+++ RECORD SET

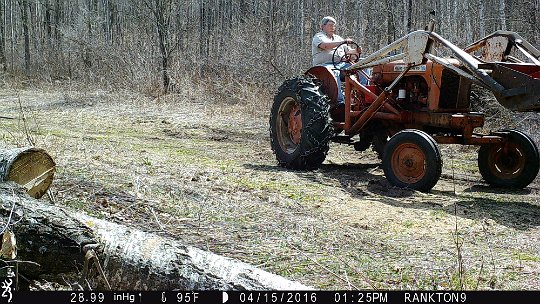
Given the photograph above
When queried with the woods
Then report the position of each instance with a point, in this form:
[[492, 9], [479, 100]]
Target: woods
[[153, 44]]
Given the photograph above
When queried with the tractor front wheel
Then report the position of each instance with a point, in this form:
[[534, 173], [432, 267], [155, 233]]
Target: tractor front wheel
[[300, 127], [411, 159], [511, 164]]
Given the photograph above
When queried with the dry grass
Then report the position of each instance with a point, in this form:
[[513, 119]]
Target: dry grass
[[195, 168]]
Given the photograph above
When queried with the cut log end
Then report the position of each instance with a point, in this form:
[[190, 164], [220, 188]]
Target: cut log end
[[32, 168]]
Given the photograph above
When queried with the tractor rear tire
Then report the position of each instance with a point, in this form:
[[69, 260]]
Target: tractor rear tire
[[411, 159], [512, 164], [300, 127]]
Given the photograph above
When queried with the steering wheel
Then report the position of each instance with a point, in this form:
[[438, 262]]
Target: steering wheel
[[349, 58]]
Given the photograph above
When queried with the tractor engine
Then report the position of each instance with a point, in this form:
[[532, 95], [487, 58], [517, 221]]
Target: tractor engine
[[425, 87]]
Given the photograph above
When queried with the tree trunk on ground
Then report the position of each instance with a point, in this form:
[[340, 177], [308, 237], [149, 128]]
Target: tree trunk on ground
[[130, 259]]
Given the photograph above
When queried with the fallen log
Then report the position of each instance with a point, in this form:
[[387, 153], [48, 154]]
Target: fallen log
[[30, 167], [60, 240]]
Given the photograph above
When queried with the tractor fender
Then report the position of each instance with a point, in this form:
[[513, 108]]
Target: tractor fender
[[328, 81]]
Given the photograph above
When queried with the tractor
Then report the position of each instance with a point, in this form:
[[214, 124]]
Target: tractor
[[413, 101]]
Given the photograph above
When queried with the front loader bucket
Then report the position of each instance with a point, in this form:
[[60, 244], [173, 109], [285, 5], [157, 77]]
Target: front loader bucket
[[522, 83]]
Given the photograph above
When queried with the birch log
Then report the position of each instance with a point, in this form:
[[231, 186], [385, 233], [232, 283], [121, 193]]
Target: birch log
[[131, 259]]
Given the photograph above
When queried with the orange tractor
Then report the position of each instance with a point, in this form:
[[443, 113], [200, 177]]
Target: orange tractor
[[413, 101]]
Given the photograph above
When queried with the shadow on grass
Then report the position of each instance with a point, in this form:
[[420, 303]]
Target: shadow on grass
[[504, 206]]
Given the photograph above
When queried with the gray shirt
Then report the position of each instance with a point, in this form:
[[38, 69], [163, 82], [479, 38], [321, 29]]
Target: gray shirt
[[321, 56]]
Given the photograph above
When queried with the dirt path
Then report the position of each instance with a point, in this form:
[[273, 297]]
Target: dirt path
[[205, 174]]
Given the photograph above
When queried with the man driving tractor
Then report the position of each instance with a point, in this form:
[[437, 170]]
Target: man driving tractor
[[323, 50]]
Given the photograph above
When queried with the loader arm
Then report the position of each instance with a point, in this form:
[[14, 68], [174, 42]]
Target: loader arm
[[515, 84]]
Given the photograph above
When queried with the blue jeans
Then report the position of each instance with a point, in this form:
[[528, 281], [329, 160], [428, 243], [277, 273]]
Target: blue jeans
[[342, 65]]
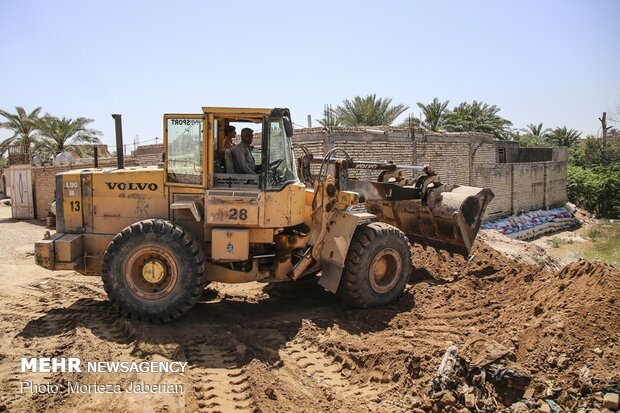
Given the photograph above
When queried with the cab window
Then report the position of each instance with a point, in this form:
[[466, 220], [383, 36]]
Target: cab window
[[281, 169], [184, 154]]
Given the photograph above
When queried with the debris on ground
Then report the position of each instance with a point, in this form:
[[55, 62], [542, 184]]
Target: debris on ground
[[516, 336]]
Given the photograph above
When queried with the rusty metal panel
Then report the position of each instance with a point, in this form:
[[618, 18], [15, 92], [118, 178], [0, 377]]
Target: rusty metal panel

++++++

* _REQUIRED WORK_
Would you reproduce, exactly and with nothing added, every line from the beginning of the entries above through the line that contains "When queried with the cut log end", both included, leaving out the pictures?

* _THE COMPLETED TASK_
Given the photograph above
When queried with the woods
Then report the position of each instance with a point, in this form:
[[492, 9], [479, 100]]
Target: woods
[[153, 44]]
Given the photograph above
When queried with the tractor front wheel
Then report the position of each instance with a point, in this form:
[[534, 173], [432, 267], [155, 233]]
Target: tractor front wheel
[[300, 127], [411, 159], [511, 164]]
Given the photograph above
When queried with the dry grass
Then report the position of each instance with a point, in this form:
[[513, 119]]
Target: dry grass
[[195, 168]]
Given the photograph above
When queried with the cut log end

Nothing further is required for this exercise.